▶ Object location annotation data

## start

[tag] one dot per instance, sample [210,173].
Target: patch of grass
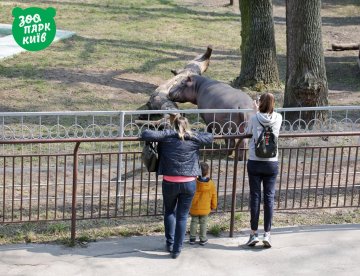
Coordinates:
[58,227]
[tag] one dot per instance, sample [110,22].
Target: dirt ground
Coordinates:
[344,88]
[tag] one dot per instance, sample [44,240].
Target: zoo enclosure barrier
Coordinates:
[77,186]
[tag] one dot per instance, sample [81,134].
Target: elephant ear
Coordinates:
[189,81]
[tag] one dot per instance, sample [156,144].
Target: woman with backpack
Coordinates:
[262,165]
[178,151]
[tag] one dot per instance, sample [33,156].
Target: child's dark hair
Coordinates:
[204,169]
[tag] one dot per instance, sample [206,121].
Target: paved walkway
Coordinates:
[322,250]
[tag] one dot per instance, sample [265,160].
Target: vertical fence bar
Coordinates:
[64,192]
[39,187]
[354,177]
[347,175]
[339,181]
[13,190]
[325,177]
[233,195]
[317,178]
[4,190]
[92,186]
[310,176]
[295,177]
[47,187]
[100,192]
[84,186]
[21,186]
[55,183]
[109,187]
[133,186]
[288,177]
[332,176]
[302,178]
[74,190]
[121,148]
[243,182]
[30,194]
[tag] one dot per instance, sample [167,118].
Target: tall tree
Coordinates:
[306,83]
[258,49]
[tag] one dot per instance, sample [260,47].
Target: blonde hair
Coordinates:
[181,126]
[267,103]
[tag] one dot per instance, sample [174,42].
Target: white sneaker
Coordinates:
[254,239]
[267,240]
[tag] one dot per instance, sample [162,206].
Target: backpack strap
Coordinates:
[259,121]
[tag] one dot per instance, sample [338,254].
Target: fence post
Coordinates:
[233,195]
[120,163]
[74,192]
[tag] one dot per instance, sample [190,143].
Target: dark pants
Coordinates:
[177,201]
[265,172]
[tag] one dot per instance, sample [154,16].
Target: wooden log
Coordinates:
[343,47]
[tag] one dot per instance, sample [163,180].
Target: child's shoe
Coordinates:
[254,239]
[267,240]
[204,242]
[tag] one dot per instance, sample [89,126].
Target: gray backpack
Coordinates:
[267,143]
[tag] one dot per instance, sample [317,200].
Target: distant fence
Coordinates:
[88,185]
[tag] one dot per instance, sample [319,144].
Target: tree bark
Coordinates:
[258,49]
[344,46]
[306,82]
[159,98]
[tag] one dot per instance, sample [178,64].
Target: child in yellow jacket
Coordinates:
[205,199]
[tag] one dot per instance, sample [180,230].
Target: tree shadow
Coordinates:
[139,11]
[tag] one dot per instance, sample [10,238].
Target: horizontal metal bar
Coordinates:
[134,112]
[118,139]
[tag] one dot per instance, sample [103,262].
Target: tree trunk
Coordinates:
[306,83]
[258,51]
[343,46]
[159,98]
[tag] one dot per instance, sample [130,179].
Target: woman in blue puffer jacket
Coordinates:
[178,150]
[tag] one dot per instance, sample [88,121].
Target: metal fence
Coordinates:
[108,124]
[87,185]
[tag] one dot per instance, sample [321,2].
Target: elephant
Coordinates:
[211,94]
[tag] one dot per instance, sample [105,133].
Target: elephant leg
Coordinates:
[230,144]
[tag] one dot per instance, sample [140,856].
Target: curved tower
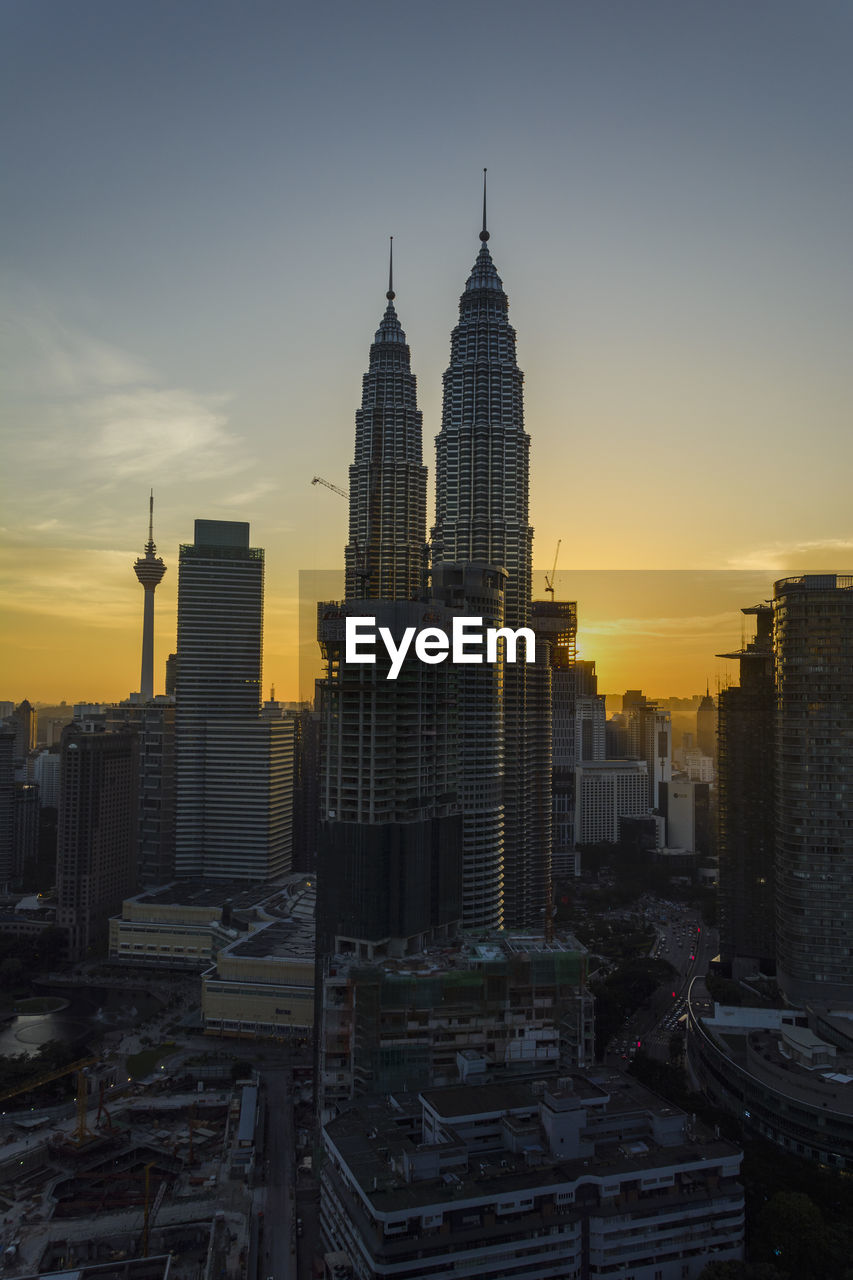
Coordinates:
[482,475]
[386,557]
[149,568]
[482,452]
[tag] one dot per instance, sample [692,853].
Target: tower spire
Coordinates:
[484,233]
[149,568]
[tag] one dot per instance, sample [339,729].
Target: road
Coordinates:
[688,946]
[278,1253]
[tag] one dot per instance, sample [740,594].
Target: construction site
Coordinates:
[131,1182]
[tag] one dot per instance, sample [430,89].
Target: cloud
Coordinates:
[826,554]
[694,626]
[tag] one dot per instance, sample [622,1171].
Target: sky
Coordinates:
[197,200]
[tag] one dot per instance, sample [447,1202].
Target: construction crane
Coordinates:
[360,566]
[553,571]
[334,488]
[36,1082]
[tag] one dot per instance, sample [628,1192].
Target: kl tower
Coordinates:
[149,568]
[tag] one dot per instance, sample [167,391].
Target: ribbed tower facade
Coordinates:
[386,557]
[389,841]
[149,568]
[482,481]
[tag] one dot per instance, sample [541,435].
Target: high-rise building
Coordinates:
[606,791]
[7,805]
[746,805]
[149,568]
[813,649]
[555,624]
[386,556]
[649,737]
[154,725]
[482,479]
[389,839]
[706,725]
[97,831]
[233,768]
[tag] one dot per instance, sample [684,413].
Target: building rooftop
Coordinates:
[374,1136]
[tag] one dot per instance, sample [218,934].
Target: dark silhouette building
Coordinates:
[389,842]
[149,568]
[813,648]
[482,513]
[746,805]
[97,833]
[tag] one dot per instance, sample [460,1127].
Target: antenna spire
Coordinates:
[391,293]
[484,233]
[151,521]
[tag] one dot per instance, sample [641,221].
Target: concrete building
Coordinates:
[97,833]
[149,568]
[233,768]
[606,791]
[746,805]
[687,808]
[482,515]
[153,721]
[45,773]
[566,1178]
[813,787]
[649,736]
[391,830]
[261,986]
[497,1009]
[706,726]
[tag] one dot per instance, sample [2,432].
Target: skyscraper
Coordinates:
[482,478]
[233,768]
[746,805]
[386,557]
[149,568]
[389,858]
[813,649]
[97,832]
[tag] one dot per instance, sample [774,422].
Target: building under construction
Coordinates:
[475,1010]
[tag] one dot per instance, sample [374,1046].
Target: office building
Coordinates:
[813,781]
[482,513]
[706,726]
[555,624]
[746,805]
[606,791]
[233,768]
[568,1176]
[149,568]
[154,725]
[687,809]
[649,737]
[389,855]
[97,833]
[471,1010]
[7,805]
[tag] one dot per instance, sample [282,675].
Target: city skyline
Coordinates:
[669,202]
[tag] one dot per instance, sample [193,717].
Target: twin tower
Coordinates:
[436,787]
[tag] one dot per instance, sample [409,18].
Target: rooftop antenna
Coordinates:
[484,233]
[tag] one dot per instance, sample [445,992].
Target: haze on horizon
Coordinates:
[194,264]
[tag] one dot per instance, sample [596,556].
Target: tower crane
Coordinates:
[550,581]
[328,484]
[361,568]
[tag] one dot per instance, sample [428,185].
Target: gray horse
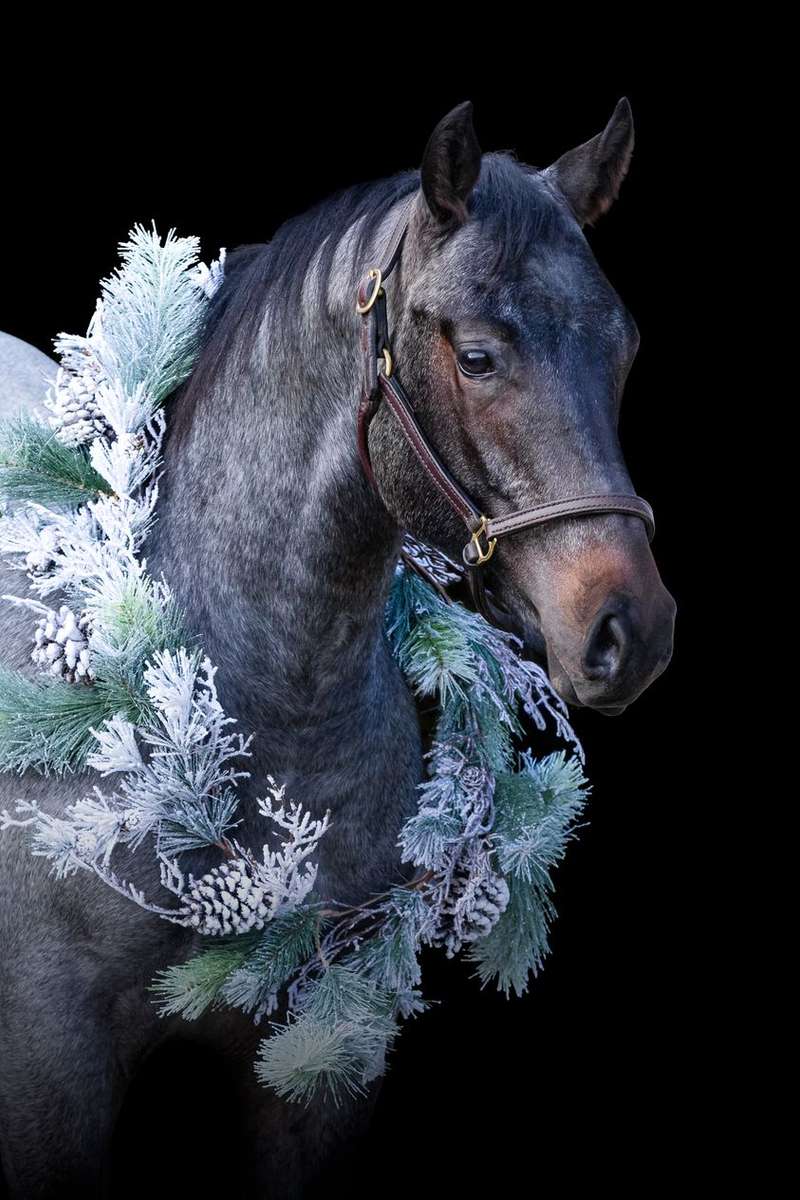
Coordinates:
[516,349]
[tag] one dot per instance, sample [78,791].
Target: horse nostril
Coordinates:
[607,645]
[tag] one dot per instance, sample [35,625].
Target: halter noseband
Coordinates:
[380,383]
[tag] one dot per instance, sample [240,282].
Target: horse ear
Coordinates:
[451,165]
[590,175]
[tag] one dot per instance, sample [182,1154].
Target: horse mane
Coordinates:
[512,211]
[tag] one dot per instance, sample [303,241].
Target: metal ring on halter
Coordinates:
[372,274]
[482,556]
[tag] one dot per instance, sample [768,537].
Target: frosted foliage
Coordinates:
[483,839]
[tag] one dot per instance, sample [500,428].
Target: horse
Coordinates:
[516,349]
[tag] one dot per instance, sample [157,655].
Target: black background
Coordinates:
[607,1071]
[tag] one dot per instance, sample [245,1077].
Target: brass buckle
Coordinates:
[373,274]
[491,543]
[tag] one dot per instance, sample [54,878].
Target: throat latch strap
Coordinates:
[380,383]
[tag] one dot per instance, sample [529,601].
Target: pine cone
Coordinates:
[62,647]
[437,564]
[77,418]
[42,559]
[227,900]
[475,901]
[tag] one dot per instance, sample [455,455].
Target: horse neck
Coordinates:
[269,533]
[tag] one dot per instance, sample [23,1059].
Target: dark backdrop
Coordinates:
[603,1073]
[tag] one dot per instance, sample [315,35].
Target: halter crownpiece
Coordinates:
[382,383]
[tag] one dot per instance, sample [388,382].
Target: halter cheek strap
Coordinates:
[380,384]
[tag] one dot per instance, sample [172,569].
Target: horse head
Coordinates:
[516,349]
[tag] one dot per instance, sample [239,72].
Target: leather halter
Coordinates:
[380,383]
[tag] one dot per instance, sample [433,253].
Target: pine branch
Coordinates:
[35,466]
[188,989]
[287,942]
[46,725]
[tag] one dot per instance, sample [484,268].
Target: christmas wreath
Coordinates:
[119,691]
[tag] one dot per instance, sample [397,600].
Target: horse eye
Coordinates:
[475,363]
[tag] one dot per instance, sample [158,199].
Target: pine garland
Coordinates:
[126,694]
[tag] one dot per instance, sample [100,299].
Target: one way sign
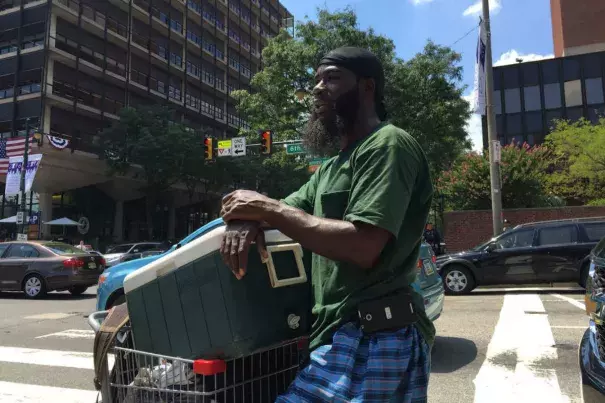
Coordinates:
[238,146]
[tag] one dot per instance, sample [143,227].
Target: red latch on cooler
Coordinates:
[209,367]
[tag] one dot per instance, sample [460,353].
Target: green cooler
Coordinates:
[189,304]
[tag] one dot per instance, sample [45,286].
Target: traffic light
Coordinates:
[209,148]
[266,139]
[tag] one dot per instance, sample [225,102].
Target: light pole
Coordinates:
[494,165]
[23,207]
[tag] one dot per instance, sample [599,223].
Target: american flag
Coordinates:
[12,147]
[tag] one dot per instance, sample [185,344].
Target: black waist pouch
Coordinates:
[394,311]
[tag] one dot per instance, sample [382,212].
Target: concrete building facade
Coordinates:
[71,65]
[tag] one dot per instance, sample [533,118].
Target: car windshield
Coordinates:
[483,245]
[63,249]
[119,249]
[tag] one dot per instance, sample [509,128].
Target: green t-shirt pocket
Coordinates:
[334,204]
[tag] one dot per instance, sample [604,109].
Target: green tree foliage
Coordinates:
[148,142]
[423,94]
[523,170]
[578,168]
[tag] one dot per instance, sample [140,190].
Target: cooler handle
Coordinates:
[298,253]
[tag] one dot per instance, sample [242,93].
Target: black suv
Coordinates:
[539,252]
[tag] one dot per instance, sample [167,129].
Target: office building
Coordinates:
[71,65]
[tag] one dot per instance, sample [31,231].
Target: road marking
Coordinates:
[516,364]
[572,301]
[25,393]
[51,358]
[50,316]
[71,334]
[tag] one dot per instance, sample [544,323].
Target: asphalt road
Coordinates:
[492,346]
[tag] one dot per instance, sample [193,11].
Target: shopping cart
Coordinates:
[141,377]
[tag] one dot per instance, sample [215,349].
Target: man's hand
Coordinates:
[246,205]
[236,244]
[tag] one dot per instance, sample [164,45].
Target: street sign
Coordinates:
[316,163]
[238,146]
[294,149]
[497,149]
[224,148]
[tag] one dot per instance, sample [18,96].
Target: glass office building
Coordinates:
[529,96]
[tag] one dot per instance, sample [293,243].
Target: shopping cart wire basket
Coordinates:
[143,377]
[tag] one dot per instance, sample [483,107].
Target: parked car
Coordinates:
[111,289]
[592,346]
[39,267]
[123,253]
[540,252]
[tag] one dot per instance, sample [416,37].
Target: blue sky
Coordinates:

## end

▶ Your task
Output an exact copy of the lines beginning at the one that holds "[tag] one dot per instance, sample [460,353]." and running through the final line of the records.

▶ Written response
[tag] one dot per instance, sample [460,353].
Target: green cooler
Coordinates:
[189,304]
[tag] one dot per instance, sample [45,286].
Target: traffic light
Coordinates:
[209,148]
[266,139]
[tag] one dot per instance, sample [225,102].
Target: light pole
Coordinates:
[494,165]
[23,207]
[tag] one dot per instance, sample [599,223].
Target: american flag
Coordinates:
[12,147]
[tag] one dot per instance, sample [185,344].
Target: black waist pouch
Coordinates:
[394,311]
[tag] one dot per instance, sample [382,212].
Target: concrete building facade
Coordinates:
[71,65]
[tag] one dot per instance, sample [533,118].
Target: car windshield
Coordinates:
[483,245]
[63,249]
[119,249]
[tag] one dot per instance, sample [509,128].
Target: green t-shirt pocket
Coordinates:
[334,204]
[tag] one dot per instance, sample [604,109].
Target: green tree foliage
Coordinates:
[148,142]
[423,94]
[523,170]
[578,168]
[tag] one dot per instance, sample [140,190].
Target: cooler handle
Coordinates:
[298,253]
[tag] one dot per instance, sample [242,93].
Target: black suv
Coordinates:
[539,252]
[tag] one dot per instance, sample [167,129].
Target: office building
Coordinates:
[71,65]
[tag] one dot per instance, sample [31,231].
Target: road marking
Coordinates:
[516,364]
[572,301]
[25,393]
[51,358]
[50,316]
[71,334]
[tag] one dot per instance, sample [544,323].
Target: asphalt road
Coordinates:
[492,346]
[tag] one dot per instance, sample [193,11].
Target: shopping cart
Coordinates:
[141,377]
[tag] one dot per instance, sample [215,349].
Target: man's hand
Coordinates:
[246,205]
[236,244]
[tag] one dot per instance, sample [164,45].
Target: street sign
Coordinates:
[316,163]
[238,146]
[294,149]
[497,149]
[224,148]
[tag] one dot per instance, sample [18,96].
Target: glass office building
Coordinates:
[529,96]
[tag] one dot per instance, sample [293,243].
Target: shopping cart wire basket
Coordinates:
[143,377]
[tag] one dot per instance, sample [483,107].
Target: parked car
Coordinates:
[111,289]
[592,346]
[39,267]
[123,253]
[540,252]
[tag] one dot per instance, sample [416,37].
Target: blue sky
Coordinates:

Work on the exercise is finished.